--- DATA LISTING ---
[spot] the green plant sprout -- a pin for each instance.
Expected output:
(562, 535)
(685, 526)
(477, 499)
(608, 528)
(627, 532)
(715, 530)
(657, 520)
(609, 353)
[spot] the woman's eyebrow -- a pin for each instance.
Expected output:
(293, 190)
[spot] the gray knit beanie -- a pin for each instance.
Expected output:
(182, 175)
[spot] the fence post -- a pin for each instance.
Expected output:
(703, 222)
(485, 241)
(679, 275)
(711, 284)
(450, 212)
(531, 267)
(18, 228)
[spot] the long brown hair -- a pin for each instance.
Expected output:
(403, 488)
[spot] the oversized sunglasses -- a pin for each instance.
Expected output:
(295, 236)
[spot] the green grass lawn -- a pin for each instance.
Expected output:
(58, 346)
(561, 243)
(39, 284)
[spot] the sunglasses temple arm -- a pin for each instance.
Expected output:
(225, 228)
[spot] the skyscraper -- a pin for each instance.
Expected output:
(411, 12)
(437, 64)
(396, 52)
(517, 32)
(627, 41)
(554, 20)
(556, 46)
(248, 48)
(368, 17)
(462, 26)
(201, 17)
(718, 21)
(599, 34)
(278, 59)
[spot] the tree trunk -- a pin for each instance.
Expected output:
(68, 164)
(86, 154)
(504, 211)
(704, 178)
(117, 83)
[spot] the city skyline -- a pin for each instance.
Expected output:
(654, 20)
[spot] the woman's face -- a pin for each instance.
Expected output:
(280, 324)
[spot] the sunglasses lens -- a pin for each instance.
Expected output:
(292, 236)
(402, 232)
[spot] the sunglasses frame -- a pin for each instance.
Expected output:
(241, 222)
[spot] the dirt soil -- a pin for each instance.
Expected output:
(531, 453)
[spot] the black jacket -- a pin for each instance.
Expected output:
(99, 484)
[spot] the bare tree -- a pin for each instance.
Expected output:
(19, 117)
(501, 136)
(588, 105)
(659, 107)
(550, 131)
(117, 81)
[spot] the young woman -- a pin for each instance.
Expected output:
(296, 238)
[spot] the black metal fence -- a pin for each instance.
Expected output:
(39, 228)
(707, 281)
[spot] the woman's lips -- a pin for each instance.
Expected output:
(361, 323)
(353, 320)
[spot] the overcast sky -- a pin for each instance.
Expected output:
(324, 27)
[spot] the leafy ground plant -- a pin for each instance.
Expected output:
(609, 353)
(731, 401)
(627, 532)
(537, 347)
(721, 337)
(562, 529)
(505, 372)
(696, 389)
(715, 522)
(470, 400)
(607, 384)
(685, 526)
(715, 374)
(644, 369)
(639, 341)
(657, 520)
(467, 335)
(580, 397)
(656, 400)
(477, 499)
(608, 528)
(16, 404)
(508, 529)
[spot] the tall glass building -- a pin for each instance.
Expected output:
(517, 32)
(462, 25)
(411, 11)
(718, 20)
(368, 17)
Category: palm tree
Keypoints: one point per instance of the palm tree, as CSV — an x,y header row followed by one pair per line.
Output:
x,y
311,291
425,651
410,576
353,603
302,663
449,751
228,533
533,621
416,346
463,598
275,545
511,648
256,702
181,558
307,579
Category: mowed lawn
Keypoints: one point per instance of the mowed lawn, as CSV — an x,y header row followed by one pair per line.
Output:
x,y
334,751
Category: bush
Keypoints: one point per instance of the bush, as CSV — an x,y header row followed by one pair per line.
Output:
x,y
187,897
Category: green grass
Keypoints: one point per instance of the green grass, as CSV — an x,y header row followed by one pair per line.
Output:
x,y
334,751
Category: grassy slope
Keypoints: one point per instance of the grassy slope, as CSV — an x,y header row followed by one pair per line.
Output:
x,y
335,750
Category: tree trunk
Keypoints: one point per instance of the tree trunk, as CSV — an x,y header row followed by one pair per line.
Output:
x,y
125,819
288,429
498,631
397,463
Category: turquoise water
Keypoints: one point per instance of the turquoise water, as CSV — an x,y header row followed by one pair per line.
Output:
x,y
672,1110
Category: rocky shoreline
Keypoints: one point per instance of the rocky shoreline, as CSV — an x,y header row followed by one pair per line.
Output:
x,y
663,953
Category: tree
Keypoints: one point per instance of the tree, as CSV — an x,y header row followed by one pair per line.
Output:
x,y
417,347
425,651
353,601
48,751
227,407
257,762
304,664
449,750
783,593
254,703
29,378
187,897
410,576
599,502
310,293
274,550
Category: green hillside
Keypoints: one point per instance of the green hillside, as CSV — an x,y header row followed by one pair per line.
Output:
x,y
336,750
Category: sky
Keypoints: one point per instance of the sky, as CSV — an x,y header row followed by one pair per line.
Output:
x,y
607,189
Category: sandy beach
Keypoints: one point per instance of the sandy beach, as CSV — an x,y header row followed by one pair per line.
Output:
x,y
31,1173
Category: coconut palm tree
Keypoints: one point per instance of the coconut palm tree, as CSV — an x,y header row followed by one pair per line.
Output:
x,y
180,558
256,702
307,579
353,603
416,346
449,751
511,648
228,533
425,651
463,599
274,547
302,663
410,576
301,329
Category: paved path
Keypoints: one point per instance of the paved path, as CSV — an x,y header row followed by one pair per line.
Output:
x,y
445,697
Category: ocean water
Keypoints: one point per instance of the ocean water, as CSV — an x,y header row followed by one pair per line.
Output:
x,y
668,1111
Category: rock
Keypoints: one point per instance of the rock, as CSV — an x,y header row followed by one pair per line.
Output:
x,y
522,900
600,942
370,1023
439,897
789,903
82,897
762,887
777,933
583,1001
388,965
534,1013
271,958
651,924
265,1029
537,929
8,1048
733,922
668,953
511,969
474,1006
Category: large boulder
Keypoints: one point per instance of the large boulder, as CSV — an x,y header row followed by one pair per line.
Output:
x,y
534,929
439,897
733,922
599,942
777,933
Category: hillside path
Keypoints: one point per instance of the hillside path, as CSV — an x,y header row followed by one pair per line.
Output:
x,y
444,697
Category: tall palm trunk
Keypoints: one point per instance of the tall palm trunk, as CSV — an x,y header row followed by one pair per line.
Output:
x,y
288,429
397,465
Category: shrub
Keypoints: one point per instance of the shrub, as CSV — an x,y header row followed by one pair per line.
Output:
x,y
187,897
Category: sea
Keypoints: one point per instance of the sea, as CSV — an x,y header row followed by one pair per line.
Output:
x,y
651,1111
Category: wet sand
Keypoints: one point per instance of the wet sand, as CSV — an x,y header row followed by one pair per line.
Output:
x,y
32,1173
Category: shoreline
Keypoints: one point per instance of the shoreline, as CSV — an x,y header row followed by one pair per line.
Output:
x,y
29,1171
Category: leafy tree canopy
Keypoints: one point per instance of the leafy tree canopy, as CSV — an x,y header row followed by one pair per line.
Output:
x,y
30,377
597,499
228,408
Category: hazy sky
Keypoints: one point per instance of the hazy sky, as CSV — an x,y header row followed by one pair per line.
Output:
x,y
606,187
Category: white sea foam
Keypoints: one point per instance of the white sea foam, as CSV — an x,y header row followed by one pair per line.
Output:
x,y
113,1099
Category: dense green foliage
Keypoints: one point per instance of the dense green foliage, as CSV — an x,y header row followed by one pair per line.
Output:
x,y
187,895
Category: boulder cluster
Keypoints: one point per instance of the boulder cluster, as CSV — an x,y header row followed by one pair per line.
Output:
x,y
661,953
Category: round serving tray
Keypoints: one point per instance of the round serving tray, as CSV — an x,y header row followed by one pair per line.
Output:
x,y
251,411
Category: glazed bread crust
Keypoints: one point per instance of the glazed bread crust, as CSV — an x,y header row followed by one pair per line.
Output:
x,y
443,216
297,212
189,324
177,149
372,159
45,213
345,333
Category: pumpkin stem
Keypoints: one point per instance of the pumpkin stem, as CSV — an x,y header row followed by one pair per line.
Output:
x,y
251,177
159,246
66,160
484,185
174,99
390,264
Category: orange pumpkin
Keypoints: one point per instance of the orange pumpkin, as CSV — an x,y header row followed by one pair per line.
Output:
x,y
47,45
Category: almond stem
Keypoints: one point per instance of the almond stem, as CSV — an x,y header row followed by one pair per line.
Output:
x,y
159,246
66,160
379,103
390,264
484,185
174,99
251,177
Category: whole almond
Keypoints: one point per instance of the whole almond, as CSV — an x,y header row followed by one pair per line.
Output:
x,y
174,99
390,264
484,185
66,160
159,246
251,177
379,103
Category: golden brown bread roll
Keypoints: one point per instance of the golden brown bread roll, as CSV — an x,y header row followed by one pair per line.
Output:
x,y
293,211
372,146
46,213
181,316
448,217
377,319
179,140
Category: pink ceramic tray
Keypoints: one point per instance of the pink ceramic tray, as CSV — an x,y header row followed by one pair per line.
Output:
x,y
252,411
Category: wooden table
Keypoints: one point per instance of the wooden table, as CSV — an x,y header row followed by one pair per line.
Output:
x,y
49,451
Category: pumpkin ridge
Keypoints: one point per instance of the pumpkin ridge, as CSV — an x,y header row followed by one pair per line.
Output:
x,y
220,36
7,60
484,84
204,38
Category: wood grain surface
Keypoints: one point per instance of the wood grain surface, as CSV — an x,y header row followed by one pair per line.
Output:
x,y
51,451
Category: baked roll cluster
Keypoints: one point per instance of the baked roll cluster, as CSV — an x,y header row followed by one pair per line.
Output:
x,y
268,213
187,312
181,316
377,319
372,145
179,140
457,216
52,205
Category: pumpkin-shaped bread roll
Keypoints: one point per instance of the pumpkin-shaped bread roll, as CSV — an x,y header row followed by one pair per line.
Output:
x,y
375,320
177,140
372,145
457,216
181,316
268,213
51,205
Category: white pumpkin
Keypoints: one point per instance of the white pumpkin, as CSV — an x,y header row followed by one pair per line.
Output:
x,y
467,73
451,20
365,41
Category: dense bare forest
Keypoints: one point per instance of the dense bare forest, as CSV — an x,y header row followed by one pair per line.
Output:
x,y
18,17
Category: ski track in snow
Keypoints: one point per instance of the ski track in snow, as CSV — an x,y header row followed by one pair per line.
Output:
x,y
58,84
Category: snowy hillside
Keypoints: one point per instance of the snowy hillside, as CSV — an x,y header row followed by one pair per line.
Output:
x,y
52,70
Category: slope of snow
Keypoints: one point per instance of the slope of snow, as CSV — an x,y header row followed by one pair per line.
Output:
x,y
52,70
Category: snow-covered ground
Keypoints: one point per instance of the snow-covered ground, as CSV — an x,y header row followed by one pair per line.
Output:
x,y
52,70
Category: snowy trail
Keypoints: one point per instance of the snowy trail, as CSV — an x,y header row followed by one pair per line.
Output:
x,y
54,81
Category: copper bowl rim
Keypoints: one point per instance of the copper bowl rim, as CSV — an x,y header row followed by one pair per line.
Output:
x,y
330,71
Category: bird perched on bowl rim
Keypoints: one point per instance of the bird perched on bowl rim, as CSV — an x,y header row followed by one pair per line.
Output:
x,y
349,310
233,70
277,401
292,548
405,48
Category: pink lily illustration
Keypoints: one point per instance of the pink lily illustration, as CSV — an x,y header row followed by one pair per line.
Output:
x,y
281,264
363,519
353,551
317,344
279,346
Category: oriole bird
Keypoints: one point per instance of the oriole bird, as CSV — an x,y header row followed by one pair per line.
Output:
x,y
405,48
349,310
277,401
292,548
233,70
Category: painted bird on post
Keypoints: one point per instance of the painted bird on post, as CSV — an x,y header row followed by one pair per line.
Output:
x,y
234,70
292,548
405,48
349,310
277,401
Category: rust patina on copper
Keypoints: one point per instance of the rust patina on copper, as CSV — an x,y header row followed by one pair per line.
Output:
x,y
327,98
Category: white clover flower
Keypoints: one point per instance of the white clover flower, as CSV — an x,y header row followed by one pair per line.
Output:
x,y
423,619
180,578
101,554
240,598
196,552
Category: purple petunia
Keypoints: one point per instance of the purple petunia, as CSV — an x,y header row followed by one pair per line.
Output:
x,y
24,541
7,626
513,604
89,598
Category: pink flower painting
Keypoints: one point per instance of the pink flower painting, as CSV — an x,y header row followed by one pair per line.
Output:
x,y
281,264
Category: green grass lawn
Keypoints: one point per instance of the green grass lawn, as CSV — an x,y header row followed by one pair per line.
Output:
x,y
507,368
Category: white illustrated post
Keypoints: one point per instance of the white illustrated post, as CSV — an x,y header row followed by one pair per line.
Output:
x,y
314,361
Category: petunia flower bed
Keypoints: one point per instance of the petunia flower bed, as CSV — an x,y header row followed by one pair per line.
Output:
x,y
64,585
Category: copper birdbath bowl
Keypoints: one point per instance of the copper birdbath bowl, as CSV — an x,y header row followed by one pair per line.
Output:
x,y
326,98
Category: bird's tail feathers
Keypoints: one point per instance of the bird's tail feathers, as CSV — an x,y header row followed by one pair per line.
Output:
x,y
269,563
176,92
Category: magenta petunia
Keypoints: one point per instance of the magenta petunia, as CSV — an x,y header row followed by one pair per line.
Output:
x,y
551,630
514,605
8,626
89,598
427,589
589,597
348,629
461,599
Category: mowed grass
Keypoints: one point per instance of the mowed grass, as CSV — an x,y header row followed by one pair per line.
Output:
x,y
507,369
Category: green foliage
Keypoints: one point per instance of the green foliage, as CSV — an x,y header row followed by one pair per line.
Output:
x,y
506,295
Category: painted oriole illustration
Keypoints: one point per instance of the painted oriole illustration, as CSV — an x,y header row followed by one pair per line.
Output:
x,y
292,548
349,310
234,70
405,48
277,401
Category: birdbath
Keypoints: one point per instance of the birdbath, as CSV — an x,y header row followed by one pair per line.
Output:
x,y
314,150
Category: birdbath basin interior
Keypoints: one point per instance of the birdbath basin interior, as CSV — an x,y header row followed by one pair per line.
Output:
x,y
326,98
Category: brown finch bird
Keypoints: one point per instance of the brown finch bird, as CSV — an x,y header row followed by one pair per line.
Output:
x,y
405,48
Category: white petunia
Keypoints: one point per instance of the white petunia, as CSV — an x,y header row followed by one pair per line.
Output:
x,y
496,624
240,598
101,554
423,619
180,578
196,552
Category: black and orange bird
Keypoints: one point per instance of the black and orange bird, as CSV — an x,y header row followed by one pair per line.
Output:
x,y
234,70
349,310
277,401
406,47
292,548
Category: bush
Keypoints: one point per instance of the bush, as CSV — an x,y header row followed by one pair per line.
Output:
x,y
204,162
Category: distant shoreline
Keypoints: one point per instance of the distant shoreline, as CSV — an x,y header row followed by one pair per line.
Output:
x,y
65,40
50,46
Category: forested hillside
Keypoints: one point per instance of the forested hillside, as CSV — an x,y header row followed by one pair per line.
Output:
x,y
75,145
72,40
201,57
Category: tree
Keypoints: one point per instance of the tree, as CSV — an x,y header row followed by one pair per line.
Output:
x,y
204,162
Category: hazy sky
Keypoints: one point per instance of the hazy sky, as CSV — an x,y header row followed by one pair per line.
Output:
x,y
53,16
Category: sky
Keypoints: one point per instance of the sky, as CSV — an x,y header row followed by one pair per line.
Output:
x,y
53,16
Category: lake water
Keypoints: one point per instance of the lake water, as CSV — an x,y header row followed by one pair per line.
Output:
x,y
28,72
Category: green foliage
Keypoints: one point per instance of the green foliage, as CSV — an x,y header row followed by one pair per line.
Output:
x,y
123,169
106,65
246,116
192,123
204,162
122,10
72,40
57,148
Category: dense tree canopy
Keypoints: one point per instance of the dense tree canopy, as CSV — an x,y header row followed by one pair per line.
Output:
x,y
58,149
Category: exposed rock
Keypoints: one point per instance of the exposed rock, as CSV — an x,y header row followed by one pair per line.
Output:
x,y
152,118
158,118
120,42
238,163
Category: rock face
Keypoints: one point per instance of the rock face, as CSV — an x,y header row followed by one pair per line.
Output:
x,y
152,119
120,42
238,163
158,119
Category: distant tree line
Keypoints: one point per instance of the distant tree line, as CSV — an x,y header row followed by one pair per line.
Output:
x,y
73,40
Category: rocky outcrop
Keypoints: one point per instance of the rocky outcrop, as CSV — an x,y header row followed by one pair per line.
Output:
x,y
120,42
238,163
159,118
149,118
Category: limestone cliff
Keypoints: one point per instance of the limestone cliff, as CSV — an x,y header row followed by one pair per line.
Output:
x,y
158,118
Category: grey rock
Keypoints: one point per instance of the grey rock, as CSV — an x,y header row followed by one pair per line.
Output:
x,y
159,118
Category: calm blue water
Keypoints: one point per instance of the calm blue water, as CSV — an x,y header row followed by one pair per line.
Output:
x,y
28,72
---
**WORK ORDER**.
Please return only the lines above, starting at the line that has "Category: white illustrated post" and ending at the line that has "Category: painted oriole illustration", keeping both and leaving each one unchanged.

**TASK SOLUTION**.
Category: white illustrated post
Keypoints: one point per instance of the white illustrated post, as CSV — an x,y header row followed by one pair per line.
Output:
x,y
314,361
Category: petunia flower bed
Keypoints: one point per instance of the petunia flower bed, as CSV — an x,y header row followed by one pair per line.
Output:
x,y
64,585
Category: copper birdbath bowl
Keypoints: one point per instance of the copper birdbath bowl, as CSV — an x,y header row followed by one pair per line.
Output:
x,y
326,98
Category: bird's tail feathers
Keypoints: one point per instance of the bird's tail feathers, as CSV — an x,y header row followed by one pair per line.
Output:
x,y
269,563
176,92
Category: magenta petunia
Keypoints: one point per instance of the magenta petunia, as CSV — an x,y header row followed by one pair per line.
Output:
x,y
551,630
514,605
8,626
89,598
427,589
589,597
348,629
461,599
Category: mowed grass
Keypoints: one point per instance of the mowed grass, as CSV — an x,y header row followed by one pair per line.
Output:
x,y
507,369
Category: green foliage
Keypoints: one point per instance of the green foliage, as CSV — an x,y header row followed by one pair per line.
Output:
x,y
506,295
Category: painted oriole illustration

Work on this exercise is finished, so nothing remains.